• _SHORT PROBLEM_
Please extract every line below that contains the word "beanie", copying each one in full.

'''

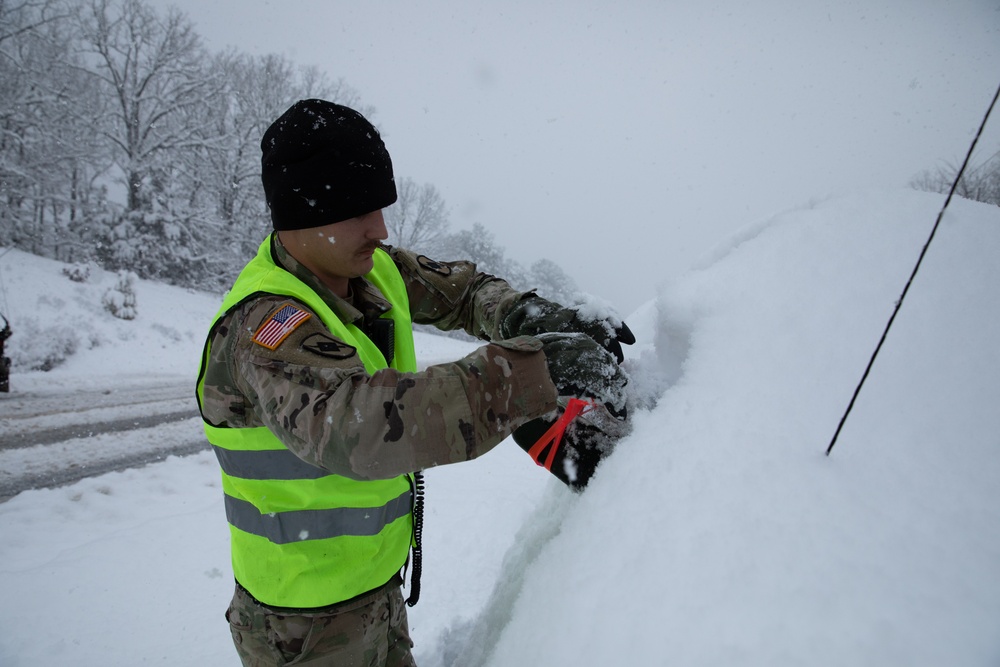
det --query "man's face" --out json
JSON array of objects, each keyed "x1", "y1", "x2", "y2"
[{"x1": 278, "y1": 209, "x2": 389, "y2": 296}]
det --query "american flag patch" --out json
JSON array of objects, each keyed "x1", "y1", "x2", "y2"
[{"x1": 253, "y1": 303, "x2": 312, "y2": 350}]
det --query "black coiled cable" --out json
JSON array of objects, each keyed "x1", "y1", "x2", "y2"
[{"x1": 406, "y1": 471, "x2": 424, "y2": 607}]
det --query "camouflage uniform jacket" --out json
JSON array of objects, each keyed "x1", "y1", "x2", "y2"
[{"x1": 202, "y1": 235, "x2": 557, "y2": 480}]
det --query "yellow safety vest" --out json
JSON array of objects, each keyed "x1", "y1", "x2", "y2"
[{"x1": 198, "y1": 237, "x2": 416, "y2": 608}]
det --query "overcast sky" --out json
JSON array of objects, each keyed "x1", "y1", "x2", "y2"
[{"x1": 152, "y1": 0, "x2": 1000, "y2": 315}]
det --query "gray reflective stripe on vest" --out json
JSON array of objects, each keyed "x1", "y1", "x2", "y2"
[
  {"x1": 226, "y1": 489, "x2": 412, "y2": 544},
  {"x1": 212, "y1": 445, "x2": 333, "y2": 479}
]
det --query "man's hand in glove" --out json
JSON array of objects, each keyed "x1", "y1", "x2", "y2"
[
  {"x1": 500, "y1": 295, "x2": 635, "y2": 363},
  {"x1": 514, "y1": 333, "x2": 628, "y2": 490},
  {"x1": 536, "y1": 333, "x2": 628, "y2": 419}
]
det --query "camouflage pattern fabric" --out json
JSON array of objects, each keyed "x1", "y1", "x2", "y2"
[
  {"x1": 0, "y1": 315, "x2": 11, "y2": 393},
  {"x1": 202, "y1": 243, "x2": 556, "y2": 480},
  {"x1": 226, "y1": 577, "x2": 415, "y2": 667}
]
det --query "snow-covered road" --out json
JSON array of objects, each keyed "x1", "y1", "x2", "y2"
[{"x1": 0, "y1": 381, "x2": 208, "y2": 501}]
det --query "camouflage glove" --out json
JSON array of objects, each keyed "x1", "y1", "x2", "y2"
[
  {"x1": 500, "y1": 295, "x2": 635, "y2": 363},
  {"x1": 536, "y1": 333, "x2": 628, "y2": 419},
  {"x1": 513, "y1": 333, "x2": 628, "y2": 490}
]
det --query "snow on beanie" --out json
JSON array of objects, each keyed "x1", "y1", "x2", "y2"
[{"x1": 260, "y1": 100, "x2": 396, "y2": 230}]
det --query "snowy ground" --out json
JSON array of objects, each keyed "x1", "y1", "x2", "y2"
[{"x1": 0, "y1": 191, "x2": 1000, "y2": 667}]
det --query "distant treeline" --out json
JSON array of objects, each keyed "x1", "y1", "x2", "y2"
[{"x1": 0, "y1": 0, "x2": 576, "y2": 301}]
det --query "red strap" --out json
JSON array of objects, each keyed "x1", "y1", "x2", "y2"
[{"x1": 528, "y1": 398, "x2": 595, "y2": 471}]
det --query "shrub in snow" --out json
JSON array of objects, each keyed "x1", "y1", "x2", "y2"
[
  {"x1": 8, "y1": 320, "x2": 81, "y2": 371},
  {"x1": 101, "y1": 271, "x2": 138, "y2": 320},
  {"x1": 62, "y1": 263, "x2": 90, "y2": 283}
]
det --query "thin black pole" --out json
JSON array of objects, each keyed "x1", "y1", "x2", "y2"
[{"x1": 826, "y1": 77, "x2": 1000, "y2": 456}]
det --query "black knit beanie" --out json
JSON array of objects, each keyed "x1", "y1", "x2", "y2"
[{"x1": 260, "y1": 100, "x2": 396, "y2": 230}]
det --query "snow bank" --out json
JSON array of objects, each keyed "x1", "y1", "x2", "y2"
[{"x1": 0, "y1": 191, "x2": 1000, "y2": 667}]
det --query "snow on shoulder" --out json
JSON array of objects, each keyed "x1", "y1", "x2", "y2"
[{"x1": 444, "y1": 191, "x2": 1000, "y2": 667}]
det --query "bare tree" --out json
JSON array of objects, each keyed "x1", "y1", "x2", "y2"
[
  {"x1": 385, "y1": 178, "x2": 450, "y2": 254},
  {"x1": 529, "y1": 259, "x2": 580, "y2": 305},
  {"x1": 910, "y1": 152, "x2": 1000, "y2": 206},
  {"x1": 0, "y1": 0, "x2": 103, "y2": 260},
  {"x1": 82, "y1": 0, "x2": 211, "y2": 211}
]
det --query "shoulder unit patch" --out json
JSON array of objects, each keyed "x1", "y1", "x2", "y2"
[{"x1": 253, "y1": 303, "x2": 312, "y2": 350}]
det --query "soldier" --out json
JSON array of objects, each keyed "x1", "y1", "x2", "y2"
[
  {"x1": 0, "y1": 313, "x2": 12, "y2": 392},
  {"x1": 197, "y1": 100, "x2": 634, "y2": 665}
]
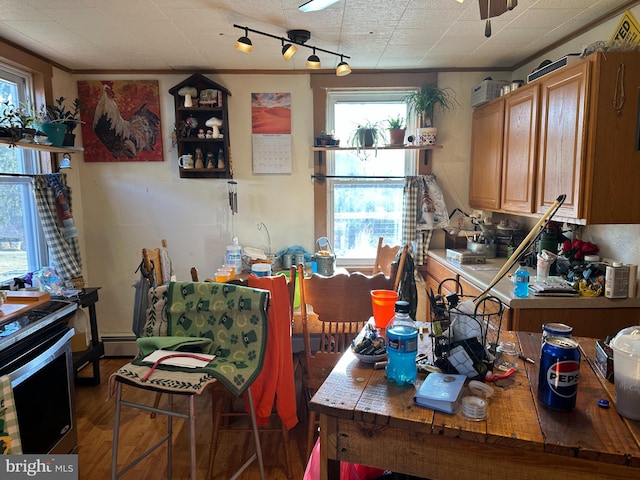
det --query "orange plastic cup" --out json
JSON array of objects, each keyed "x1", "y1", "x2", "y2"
[{"x1": 371, "y1": 290, "x2": 398, "y2": 328}]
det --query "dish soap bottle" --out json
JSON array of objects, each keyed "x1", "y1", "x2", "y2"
[
  {"x1": 224, "y1": 237, "x2": 242, "y2": 275},
  {"x1": 513, "y1": 262, "x2": 529, "y2": 298},
  {"x1": 386, "y1": 300, "x2": 418, "y2": 385}
]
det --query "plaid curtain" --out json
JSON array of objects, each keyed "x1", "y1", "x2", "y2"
[
  {"x1": 34, "y1": 173, "x2": 82, "y2": 283},
  {"x1": 402, "y1": 175, "x2": 449, "y2": 265}
]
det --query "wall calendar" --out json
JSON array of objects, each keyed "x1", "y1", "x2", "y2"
[{"x1": 251, "y1": 93, "x2": 291, "y2": 173}]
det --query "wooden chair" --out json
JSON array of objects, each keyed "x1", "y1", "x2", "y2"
[
  {"x1": 373, "y1": 237, "x2": 402, "y2": 277},
  {"x1": 110, "y1": 282, "x2": 270, "y2": 480},
  {"x1": 298, "y1": 265, "x2": 393, "y2": 456},
  {"x1": 206, "y1": 267, "x2": 297, "y2": 479}
]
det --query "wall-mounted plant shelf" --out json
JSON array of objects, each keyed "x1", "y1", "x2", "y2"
[{"x1": 310, "y1": 145, "x2": 442, "y2": 166}]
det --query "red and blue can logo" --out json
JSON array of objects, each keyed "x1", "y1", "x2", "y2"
[
  {"x1": 538, "y1": 337, "x2": 580, "y2": 410},
  {"x1": 547, "y1": 360, "x2": 580, "y2": 398}
]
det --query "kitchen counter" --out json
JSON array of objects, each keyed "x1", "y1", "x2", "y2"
[
  {"x1": 428, "y1": 249, "x2": 640, "y2": 309},
  {"x1": 425, "y1": 249, "x2": 640, "y2": 338}
]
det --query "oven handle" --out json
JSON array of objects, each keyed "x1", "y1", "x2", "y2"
[{"x1": 8, "y1": 328, "x2": 75, "y2": 388}]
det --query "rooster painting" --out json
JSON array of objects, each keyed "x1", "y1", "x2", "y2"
[{"x1": 78, "y1": 81, "x2": 163, "y2": 161}]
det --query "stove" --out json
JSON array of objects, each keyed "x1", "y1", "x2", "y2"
[
  {"x1": 0, "y1": 300, "x2": 78, "y2": 454},
  {"x1": 0, "y1": 300, "x2": 78, "y2": 352}
]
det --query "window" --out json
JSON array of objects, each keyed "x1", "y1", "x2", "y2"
[
  {"x1": 327, "y1": 90, "x2": 416, "y2": 266},
  {"x1": 0, "y1": 65, "x2": 47, "y2": 283}
]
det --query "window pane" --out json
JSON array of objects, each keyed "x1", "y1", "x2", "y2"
[
  {"x1": 327, "y1": 91, "x2": 416, "y2": 265},
  {"x1": 333, "y1": 182, "x2": 403, "y2": 259},
  {"x1": 0, "y1": 183, "x2": 29, "y2": 282},
  {"x1": 0, "y1": 65, "x2": 47, "y2": 283}
]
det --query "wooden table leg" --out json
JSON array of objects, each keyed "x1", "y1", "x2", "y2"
[{"x1": 320, "y1": 415, "x2": 340, "y2": 480}]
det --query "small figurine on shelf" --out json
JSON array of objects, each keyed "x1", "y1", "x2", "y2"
[
  {"x1": 205, "y1": 117, "x2": 222, "y2": 138},
  {"x1": 207, "y1": 152, "x2": 216, "y2": 168},
  {"x1": 195, "y1": 147, "x2": 204, "y2": 168}
]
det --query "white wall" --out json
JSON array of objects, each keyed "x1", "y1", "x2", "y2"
[
  {"x1": 54, "y1": 7, "x2": 640, "y2": 336},
  {"x1": 54, "y1": 71, "x2": 314, "y2": 336}
]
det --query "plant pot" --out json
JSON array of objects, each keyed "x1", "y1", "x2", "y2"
[
  {"x1": 389, "y1": 128, "x2": 406, "y2": 145},
  {"x1": 358, "y1": 128, "x2": 375, "y2": 147},
  {"x1": 62, "y1": 133, "x2": 76, "y2": 147},
  {"x1": 416, "y1": 127, "x2": 438, "y2": 145},
  {"x1": 38, "y1": 123, "x2": 67, "y2": 147}
]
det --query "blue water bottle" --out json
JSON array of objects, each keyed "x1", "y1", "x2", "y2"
[
  {"x1": 386, "y1": 300, "x2": 418, "y2": 385},
  {"x1": 513, "y1": 262, "x2": 529, "y2": 298}
]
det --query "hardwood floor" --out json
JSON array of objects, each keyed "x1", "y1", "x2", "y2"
[{"x1": 76, "y1": 358, "x2": 307, "y2": 480}]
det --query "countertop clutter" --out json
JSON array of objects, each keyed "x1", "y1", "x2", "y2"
[{"x1": 427, "y1": 249, "x2": 640, "y2": 309}]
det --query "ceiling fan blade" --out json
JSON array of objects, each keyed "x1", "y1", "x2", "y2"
[
  {"x1": 298, "y1": 0, "x2": 340, "y2": 13},
  {"x1": 478, "y1": 0, "x2": 518, "y2": 20}
]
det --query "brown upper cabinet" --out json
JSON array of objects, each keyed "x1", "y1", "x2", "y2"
[{"x1": 469, "y1": 52, "x2": 640, "y2": 224}]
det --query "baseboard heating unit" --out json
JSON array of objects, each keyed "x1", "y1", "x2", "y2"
[
  {"x1": 102, "y1": 336, "x2": 138, "y2": 357},
  {"x1": 527, "y1": 53, "x2": 580, "y2": 83}
]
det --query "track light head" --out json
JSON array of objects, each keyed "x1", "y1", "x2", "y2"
[
  {"x1": 236, "y1": 28, "x2": 253, "y2": 53},
  {"x1": 305, "y1": 48, "x2": 321, "y2": 70},
  {"x1": 233, "y1": 24, "x2": 350, "y2": 77},
  {"x1": 298, "y1": 0, "x2": 339, "y2": 13},
  {"x1": 336, "y1": 55, "x2": 351, "y2": 77},
  {"x1": 287, "y1": 30, "x2": 311, "y2": 44},
  {"x1": 282, "y1": 40, "x2": 298, "y2": 62}
]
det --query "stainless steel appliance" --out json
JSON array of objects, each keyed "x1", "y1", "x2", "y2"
[{"x1": 0, "y1": 300, "x2": 78, "y2": 453}]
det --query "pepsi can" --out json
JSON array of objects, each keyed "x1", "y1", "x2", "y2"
[{"x1": 538, "y1": 336, "x2": 580, "y2": 410}]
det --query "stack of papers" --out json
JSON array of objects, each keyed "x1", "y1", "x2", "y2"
[
  {"x1": 413, "y1": 372, "x2": 467, "y2": 413},
  {"x1": 144, "y1": 350, "x2": 216, "y2": 368},
  {"x1": 529, "y1": 277, "x2": 580, "y2": 297}
]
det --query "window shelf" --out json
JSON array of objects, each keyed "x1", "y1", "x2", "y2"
[
  {"x1": 309, "y1": 145, "x2": 442, "y2": 166},
  {"x1": 0, "y1": 138, "x2": 84, "y2": 153}
]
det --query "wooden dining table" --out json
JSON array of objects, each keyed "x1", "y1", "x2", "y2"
[{"x1": 310, "y1": 332, "x2": 640, "y2": 480}]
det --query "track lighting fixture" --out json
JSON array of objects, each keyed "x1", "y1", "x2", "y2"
[
  {"x1": 336, "y1": 55, "x2": 351, "y2": 77},
  {"x1": 282, "y1": 40, "x2": 298, "y2": 62},
  {"x1": 305, "y1": 48, "x2": 321, "y2": 69},
  {"x1": 298, "y1": 0, "x2": 340, "y2": 13},
  {"x1": 234, "y1": 24, "x2": 351, "y2": 77},
  {"x1": 236, "y1": 28, "x2": 253, "y2": 53}
]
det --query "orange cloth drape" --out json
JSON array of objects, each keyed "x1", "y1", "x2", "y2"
[{"x1": 248, "y1": 275, "x2": 298, "y2": 430}]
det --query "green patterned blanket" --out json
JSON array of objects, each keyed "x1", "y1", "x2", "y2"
[{"x1": 129, "y1": 282, "x2": 269, "y2": 395}]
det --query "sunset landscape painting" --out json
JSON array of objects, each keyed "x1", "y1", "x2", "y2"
[{"x1": 251, "y1": 93, "x2": 291, "y2": 134}]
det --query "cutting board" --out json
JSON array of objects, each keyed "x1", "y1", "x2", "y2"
[{"x1": 0, "y1": 290, "x2": 51, "y2": 322}]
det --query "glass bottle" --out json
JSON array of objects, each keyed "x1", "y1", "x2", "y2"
[
  {"x1": 386, "y1": 300, "x2": 418, "y2": 385},
  {"x1": 513, "y1": 262, "x2": 529, "y2": 298}
]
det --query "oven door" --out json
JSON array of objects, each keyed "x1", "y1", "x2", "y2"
[{"x1": 1, "y1": 323, "x2": 78, "y2": 454}]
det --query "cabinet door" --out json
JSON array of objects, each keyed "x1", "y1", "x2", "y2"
[
  {"x1": 501, "y1": 85, "x2": 539, "y2": 213},
  {"x1": 537, "y1": 62, "x2": 590, "y2": 218},
  {"x1": 469, "y1": 99, "x2": 504, "y2": 210}
]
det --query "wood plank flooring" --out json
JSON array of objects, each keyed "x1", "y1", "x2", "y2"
[{"x1": 76, "y1": 358, "x2": 307, "y2": 480}]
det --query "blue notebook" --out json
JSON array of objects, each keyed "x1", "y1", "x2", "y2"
[{"x1": 413, "y1": 373, "x2": 467, "y2": 413}]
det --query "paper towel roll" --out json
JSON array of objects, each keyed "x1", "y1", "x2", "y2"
[{"x1": 627, "y1": 263, "x2": 638, "y2": 298}]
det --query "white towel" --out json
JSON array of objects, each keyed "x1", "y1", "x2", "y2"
[{"x1": 0, "y1": 375, "x2": 22, "y2": 455}]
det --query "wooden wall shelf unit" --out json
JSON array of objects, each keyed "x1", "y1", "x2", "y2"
[
  {"x1": 310, "y1": 145, "x2": 442, "y2": 166},
  {"x1": 169, "y1": 73, "x2": 233, "y2": 178}
]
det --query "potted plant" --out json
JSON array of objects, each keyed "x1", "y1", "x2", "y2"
[
  {"x1": 349, "y1": 120, "x2": 384, "y2": 151},
  {"x1": 387, "y1": 115, "x2": 407, "y2": 145},
  {"x1": 46, "y1": 97, "x2": 82, "y2": 147},
  {"x1": 404, "y1": 82, "x2": 458, "y2": 145},
  {"x1": 0, "y1": 101, "x2": 35, "y2": 144}
]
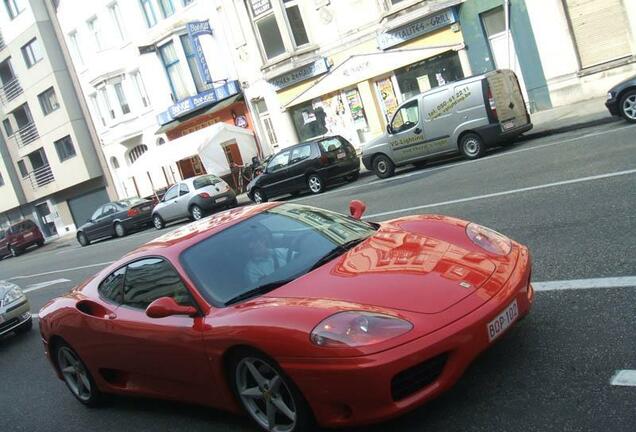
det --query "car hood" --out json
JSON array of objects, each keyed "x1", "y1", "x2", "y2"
[{"x1": 270, "y1": 218, "x2": 504, "y2": 314}]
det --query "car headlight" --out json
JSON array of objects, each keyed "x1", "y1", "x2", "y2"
[
  {"x1": 2, "y1": 286, "x2": 24, "y2": 306},
  {"x1": 466, "y1": 223, "x2": 512, "y2": 255},
  {"x1": 311, "y1": 311, "x2": 413, "y2": 348}
]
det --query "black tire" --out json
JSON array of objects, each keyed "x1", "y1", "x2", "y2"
[
  {"x1": 373, "y1": 154, "x2": 395, "y2": 178},
  {"x1": 618, "y1": 90, "x2": 636, "y2": 123},
  {"x1": 459, "y1": 132, "x2": 486, "y2": 159},
  {"x1": 113, "y1": 222, "x2": 127, "y2": 237},
  {"x1": 53, "y1": 342, "x2": 103, "y2": 407},
  {"x1": 252, "y1": 189, "x2": 267, "y2": 204},
  {"x1": 77, "y1": 232, "x2": 91, "y2": 247},
  {"x1": 152, "y1": 214, "x2": 166, "y2": 230},
  {"x1": 228, "y1": 349, "x2": 315, "y2": 432},
  {"x1": 307, "y1": 174, "x2": 325, "y2": 195}
]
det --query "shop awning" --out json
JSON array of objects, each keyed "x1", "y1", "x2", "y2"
[{"x1": 285, "y1": 43, "x2": 464, "y2": 109}]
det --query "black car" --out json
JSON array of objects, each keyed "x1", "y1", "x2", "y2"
[
  {"x1": 77, "y1": 198, "x2": 154, "y2": 246},
  {"x1": 605, "y1": 76, "x2": 636, "y2": 122},
  {"x1": 247, "y1": 136, "x2": 360, "y2": 203}
]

'''

• _SOLUTION TO THIS PROBLEM_
det --query "snow on beanie" --out json
det --query "black knit beanie" --out json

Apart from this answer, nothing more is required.